WHAT THE EXERCISE ASKS = Render every line of the items below as a Markdown table with two columns, Row and Line, numbering the rows and leaving out blank lines.

╭─ EXCERPTED DATA

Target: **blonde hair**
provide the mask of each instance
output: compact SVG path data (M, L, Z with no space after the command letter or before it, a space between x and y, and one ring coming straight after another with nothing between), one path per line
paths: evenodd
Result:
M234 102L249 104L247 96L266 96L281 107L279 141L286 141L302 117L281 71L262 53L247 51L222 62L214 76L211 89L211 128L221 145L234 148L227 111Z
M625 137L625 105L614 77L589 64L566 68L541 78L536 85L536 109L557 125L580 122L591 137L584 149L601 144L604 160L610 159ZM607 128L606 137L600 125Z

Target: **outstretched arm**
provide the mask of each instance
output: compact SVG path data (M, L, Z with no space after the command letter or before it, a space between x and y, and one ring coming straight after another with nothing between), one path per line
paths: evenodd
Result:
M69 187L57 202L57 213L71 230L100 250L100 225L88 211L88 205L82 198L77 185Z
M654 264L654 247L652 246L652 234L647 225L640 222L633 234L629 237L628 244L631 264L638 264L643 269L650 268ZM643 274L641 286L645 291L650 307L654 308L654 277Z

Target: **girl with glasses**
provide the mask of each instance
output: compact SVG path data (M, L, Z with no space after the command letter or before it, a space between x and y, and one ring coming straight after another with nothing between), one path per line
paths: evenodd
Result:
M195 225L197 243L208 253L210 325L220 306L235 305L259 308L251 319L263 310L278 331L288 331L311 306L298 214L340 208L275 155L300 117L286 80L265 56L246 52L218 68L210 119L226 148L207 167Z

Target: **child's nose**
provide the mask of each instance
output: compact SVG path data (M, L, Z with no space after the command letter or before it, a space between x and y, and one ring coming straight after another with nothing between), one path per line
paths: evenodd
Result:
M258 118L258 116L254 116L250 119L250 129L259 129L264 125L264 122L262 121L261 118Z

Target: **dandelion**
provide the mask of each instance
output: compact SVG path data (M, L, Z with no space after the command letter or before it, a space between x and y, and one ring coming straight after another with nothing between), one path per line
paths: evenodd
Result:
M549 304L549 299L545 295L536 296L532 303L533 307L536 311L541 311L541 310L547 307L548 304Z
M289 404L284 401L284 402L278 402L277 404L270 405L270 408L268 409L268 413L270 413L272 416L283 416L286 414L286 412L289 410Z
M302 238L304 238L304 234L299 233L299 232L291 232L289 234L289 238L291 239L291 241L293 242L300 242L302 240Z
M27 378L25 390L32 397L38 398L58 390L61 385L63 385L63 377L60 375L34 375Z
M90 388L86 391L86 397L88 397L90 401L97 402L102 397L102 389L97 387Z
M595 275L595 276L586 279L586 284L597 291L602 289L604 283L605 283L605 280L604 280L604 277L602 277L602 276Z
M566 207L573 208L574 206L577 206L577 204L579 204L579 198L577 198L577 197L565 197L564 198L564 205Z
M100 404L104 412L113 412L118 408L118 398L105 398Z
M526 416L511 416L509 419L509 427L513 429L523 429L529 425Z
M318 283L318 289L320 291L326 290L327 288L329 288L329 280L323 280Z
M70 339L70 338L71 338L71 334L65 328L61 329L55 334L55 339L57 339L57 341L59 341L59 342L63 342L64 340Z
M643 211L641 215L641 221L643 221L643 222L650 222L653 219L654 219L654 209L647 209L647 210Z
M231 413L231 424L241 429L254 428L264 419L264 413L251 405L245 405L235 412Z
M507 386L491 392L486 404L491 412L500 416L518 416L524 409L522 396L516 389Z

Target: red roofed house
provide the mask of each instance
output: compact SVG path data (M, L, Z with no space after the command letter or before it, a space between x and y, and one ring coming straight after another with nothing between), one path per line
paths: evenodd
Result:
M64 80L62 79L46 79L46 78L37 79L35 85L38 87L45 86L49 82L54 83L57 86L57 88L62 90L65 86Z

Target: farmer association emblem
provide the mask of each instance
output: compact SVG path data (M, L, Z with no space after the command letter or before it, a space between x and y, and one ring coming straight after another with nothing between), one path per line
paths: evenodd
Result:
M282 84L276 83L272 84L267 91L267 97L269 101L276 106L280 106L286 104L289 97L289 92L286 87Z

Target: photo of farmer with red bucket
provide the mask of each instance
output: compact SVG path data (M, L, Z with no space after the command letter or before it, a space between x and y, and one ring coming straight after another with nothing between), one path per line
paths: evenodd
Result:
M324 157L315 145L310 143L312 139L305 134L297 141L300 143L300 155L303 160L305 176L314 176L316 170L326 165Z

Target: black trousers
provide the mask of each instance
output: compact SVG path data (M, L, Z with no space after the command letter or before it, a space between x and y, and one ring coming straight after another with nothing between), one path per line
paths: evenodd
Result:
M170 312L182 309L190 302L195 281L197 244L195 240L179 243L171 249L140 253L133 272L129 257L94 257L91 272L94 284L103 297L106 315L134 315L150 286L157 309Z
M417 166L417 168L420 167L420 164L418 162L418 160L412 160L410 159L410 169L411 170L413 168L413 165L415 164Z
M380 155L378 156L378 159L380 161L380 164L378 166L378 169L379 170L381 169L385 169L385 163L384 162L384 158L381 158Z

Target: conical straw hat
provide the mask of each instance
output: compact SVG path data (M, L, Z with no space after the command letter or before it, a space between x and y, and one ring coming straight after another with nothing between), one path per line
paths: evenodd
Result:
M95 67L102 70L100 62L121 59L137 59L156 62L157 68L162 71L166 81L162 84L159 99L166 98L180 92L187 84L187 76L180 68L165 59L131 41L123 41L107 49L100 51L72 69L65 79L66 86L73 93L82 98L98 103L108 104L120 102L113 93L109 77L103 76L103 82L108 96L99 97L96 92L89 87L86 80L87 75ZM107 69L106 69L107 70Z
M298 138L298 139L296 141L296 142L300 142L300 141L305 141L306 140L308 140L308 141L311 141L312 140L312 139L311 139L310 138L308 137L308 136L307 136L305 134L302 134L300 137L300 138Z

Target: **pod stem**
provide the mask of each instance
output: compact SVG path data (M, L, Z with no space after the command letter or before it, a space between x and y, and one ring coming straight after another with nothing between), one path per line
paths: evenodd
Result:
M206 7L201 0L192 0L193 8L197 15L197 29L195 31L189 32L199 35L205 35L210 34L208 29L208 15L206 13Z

╰─

COMPLETE RESPONSE =
| Row | Line |
|---|---|
| 1 | Target: **blonde hair** |
| 2 | provide the mask of each instance |
| 3 | output: compact SVG path data (M, L, Z with no space after the command letter or before it, a space between x and y, and one ring coming straight after another with nothing between), one path per line |
| 4 | paths: evenodd |
| 5 | Result: |
| 6 | M234 102L249 104L247 96L266 96L281 107L279 141L286 141L302 117L281 71L262 53L247 51L222 62L214 76L211 89L211 128L221 145L234 148L227 111Z |
| 7 | M625 137L625 105L614 77L589 64L566 68L541 78L536 85L536 109L557 125L580 122L591 137L584 149L601 144L604 160L610 159ZM607 128L606 137L600 125Z |
| 8 | Target: **outstretched arm** |
| 9 | provide the mask of each instance |
| 10 | output: compact SVG path data (M, L, Z with no space after the command letter or before it, a space between x and y, and one ring coming straight after another with nothing between), one path per line |
| 11 | paths: evenodd |
| 12 | Result: |
| 13 | M69 187L57 202L57 213L71 230L100 250L100 225L88 211L88 205L82 198L77 185Z |
| 14 | M654 264L654 247L652 246L652 234L647 225L640 222L633 234L629 237L628 244L631 264L638 264L643 269L650 268ZM643 274L641 286L645 291L650 307L654 308L654 277Z |
| 15 | Target: **girl with glasses** |
| 16 | provide the mask of each instance |
| 17 | output: compact SVG path data (M, L, Z with no space after the command letter or before it, a space between x and y, and one ring coming straight after another with nothing between), one path per line |
| 18 | paths: evenodd |
| 19 | Result: |
| 20 | M195 225L197 243L208 253L210 325L220 306L235 305L259 308L251 319L263 310L278 331L288 331L311 306L298 214L340 208L275 155L300 117L286 80L265 56L246 52L218 68L210 119L226 148L207 167Z |
| 21 | Target: **child's nose** |
| 22 | provide the mask of each instance |
| 23 | output: compact SVG path data (M, L, Z with no space after the command letter or before it, a space between x and y, and one ring coming straight after another with nothing between), one path per line |
| 24 | paths: evenodd |
| 25 | Result: |
| 26 | M258 118L258 116L254 116L250 119L250 129L259 129L264 125L264 122L262 121L261 118Z |
| 27 | Target: **dandelion** |
| 28 | provide the mask of each instance |
| 29 | output: compact SVG path data (M, L, Z with no space after the command letter or before it, a space between x and y, and one ring coming straight after another with nothing between), one path per line |
| 30 | paths: evenodd |
| 31 | Result: |
| 32 | M549 304L549 299L545 295L536 296L532 303L533 307L536 311L541 311L541 310L547 307L548 304Z |
| 33 | M289 404L284 401L284 402L278 402L277 404L270 405L270 408L268 409L268 413L270 413L272 416L283 416L286 414L286 412L289 410Z |
| 34 | M302 238L304 238L304 234L299 233L299 232L291 232L289 234L289 238L291 239L291 241L293 242L300 242L302 240Z |
| 35 | M27 378L25 390L32 397L38 398L58 390L61 385L63 385L63 377L60 375L34 375Z |
| 36 | M90 388L86 391L86 397L88 397L90 401L97 402L102 397L102 389L97 387Z |
| 37 | M595 275L595 276L586 279L586 284L597 291L602 289L604 283L605 283L605 280L604 280L604 277L602 277L602 276Z |
| 38 | M566 207L573 208L574 206L577 206L577 204L579 204L579 198L577 198L577 197L565 197L564 198L564 205Z |
| 39 | M100 404L104 412L113 412L118 408L118 398L105 398Z |
| 40 | M526 416L511 416L509 419L509 427L513 429L523 429L529 425Z |
| 41 | M318 283L318 289L320 291L326 290L327 288L329 288L329 280L323 280Z |
| 42 | M70 339L70 338L71 338L71 334L65 328L61 329L55 334L55 339L57 339L57 341L59 341L59 342L63 342L64 340Z |
| 43 | M643 211L641 215L641 221L643 221L643 222L650 222L653 219L654 219L654 209L647 209L647 210Z |
| 44 | M231 413L231 424L241 429L254 428L264 419L264 413L251 405L245 405L235 412Z |
| 45 | M507 386L491 392L486 404L491 412L500 416L518 416L524 409L522 396L516 389Z |
| 46 | Target: red roofed house |
| 47 | provide the mask of each instance |
| 48 | output: compact SVG path data (M, L, Z with no space after the command letter or before it, a space between x and y, and one ring coming straight after another with nothing between), one path per line |
| 49 | paths: evenodd |
| 50 | Result: |
| 51 | M64 80L62 79L46 79L46 78L37 79L35 85L38 87L45 86L49 82L54 83L57 86L57 88L62 90L65 86Z |
| 52 | Target: farmer association emblem |
| 53 | provide the mask of each instance |
| 54 | output: compact SVG path data (M, L, Z with no space after the command letter or before it, a space between x and y, and one ring coming straight after another with nothing between), one path per line |
| 55 | paths: evenodd |
| 56 | Result: |
| 57 | M282 84L276 83L272 84L267 91L267 97L269 101L276 106L280 106L286 104L289 97L289 92L286 87Z |
| 58 | Target: photo of farmer with red bucket |
| 59 | provide the mask of each instance |
| 60 | output: compact SVG path data (M, L, Z with no space after the command letter or before it, a space between x and y, and one ring coming straight after another with nothing between), one path per line |
| 61 | paths: evenodd |
| 62 | Result: |
| 63 | M324 157L315 145L310 143L312 139L305 134L297 141L300 143L300 155L303 160L305 176L314 176L316 170L326 165Z |
| 64 | Target: black trousers |
| 65 | provide the mask of each instance |
| 66 | output: compact SVG path data (M, L, Z with no space after the command letter or before it, a space between x and y, and one ring coming straight after another with nothing between), one path per line |
| 67 | paths: evenodd |
| 68 | Result: |
| 69 | M170 312L182 309L190 302L195 281L197 244L195 240L179 243L171 249L140 253L133 272L129 257L94 257L91 272L94 284L103 297L106 315L134 315L150 286L157 309Z |
| 70 | M417 166L417 168L420 167L420 164L418 162L418 160L412 160L410 159L410 169L411 170L413 168L413 165L415 164Z |
| 71 | M380 155L378 156L378 159L380 161L380 164L378 166L378 169L379 170L381 169L385 169L385 163L384 162L384 158L381 158Z |
| 72 | Target: conical straw hat |
| 73 | provide the mask of each instance |
| 74 | output: compact SVG path data (M, L, Z with no space after the command letter or before it, a space between x and y, and one ring coming straight after another with nothing between), one path per line |
| 75 | paths: evenodd |
| 76 | Result: |
| 77 | M95 67L102 70L100 62L121 59L137 59L156 62L157 68L162 71L166 81L162 84L159 99L166 98L180 92L187 84L187 76L180 68L165 59L131 41L123 41L107 49L100 51L72 69L65 79L66 86L73 93L82 98L98 103L108 104L120 102L113 93L109 77L103 76L103 82L108 96L99 97L96 92L89 87L86 80L87 75ZM107 69L106 69L107 70Z |
| 78 | M298 138L298 139L296 141L296 142L300 142L300 141L305 141L306 140L308 140L308 141L311 141L312 140L312 139L311 139L310 138L308 137L308 136L307 136L305 134L302 134L300 137L300 138Z |
| 79 | Target: **pod stem** |
| 80 | provide the mask of each instance |
| 81 | output: compact SVG path data (M, L, Z with no space after the command letter or before it, a space between x and y, and one ring coming straight after another with nothing between), one path per line |
| 82 | paths: evenodd |
| 83 | Result: |
| 84 | M206 7L201 0L192 0L193 8L197 15L197 29L195 31L189 32L199 35L205 35L210 34L208 29L208 15L206 13Z |